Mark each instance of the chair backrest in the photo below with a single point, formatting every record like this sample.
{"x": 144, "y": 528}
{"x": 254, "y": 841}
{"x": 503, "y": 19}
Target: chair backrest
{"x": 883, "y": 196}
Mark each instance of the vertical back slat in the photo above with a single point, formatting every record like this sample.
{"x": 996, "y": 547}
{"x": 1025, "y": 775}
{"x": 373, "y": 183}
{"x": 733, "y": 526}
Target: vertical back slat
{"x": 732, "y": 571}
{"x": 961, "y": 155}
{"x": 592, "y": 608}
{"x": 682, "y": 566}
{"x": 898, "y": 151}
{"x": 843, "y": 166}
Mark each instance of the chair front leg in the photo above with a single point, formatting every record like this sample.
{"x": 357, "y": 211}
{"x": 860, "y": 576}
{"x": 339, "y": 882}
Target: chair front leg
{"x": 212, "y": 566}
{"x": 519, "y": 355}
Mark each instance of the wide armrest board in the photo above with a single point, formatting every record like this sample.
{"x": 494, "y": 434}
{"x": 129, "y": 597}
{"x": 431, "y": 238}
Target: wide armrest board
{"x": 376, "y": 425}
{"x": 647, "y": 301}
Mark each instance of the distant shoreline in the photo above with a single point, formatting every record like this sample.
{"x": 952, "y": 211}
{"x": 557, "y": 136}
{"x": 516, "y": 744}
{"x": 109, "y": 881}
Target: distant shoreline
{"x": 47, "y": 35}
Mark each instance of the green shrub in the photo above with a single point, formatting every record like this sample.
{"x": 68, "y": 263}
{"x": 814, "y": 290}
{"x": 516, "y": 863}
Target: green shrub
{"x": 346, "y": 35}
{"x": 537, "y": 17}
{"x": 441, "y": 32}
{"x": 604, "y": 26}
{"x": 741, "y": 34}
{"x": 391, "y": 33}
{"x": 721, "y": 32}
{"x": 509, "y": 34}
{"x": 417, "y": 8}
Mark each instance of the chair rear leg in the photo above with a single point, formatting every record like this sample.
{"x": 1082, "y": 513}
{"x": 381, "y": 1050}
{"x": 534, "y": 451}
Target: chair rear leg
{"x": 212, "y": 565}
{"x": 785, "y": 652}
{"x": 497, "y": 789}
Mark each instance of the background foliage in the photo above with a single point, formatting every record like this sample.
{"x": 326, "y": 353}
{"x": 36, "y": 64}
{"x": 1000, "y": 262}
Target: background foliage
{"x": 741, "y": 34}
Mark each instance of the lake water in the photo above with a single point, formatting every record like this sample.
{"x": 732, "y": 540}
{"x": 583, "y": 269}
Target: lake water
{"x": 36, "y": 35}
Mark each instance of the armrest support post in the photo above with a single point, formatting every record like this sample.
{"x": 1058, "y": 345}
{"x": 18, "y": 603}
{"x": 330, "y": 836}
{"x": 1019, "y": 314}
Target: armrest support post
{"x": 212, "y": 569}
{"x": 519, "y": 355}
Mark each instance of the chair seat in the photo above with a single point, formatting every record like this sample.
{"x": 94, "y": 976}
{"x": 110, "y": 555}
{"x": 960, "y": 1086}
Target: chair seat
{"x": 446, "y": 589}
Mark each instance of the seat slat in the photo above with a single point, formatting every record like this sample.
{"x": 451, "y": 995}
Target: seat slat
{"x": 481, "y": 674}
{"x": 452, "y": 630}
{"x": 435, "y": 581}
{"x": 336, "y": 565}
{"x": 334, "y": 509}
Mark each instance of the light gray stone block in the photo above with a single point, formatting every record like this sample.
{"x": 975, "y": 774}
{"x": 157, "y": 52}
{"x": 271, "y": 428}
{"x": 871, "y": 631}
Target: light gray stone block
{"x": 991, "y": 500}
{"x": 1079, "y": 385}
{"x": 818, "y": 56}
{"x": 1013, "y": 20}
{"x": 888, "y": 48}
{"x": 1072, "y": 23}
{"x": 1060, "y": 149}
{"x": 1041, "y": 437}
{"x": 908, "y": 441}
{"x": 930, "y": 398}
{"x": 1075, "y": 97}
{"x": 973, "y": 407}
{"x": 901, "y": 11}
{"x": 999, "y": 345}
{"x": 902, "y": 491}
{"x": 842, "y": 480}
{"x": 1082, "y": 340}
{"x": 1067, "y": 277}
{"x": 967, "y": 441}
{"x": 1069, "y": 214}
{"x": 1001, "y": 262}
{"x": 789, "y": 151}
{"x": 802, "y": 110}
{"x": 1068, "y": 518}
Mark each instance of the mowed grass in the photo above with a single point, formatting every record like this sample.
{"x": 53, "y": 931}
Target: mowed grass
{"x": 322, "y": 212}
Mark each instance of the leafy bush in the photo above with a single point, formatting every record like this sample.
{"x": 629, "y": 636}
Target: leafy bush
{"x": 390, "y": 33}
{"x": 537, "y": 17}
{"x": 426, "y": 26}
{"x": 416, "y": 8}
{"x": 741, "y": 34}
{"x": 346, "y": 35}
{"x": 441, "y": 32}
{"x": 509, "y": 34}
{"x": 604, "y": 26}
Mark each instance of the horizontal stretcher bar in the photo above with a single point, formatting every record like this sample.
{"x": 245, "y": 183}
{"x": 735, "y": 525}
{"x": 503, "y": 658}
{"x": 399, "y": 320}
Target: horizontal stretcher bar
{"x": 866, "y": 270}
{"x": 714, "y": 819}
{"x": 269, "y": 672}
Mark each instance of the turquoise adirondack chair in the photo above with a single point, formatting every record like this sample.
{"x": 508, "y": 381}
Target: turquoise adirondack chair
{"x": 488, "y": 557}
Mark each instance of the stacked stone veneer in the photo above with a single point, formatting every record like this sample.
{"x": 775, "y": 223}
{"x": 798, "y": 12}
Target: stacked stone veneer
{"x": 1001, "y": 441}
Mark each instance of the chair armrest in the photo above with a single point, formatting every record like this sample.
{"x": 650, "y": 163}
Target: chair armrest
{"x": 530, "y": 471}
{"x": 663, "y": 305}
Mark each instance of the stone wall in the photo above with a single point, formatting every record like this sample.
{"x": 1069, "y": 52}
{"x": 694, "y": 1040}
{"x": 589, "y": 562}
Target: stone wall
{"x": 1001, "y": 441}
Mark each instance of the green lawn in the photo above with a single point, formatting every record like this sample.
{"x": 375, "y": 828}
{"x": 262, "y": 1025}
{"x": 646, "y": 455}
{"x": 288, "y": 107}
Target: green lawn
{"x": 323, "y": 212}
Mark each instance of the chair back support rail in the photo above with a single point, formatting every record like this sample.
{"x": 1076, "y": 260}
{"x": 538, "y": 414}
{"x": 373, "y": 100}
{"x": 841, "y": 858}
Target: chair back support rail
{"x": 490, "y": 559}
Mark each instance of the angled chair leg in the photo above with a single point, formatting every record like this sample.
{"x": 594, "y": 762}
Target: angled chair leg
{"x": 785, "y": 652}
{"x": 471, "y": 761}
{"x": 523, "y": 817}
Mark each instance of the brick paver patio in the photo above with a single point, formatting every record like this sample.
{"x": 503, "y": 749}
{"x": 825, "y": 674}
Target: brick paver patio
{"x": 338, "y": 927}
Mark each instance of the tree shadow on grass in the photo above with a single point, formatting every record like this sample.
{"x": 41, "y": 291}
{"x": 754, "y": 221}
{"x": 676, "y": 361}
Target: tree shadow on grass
========================================
*EXERCISE REQUIREMENTS:* Copy the records from the line containing "Mark each instance of the tree" through the end of the records, swapping "tree shadow on grass" for "tree shadow on lawn" and leaving everything else unchanged.

*SOLUTION FOR THIS EXERCISE:*
Mark each instance of the tree shadow on lawn in the photo above with a single point, formatting every record like this sample.
{"x": 41, "y": 291}
{"x": 754, "y": 221}
{"x": 676, "y": 361}
Target: tree shadow on lawn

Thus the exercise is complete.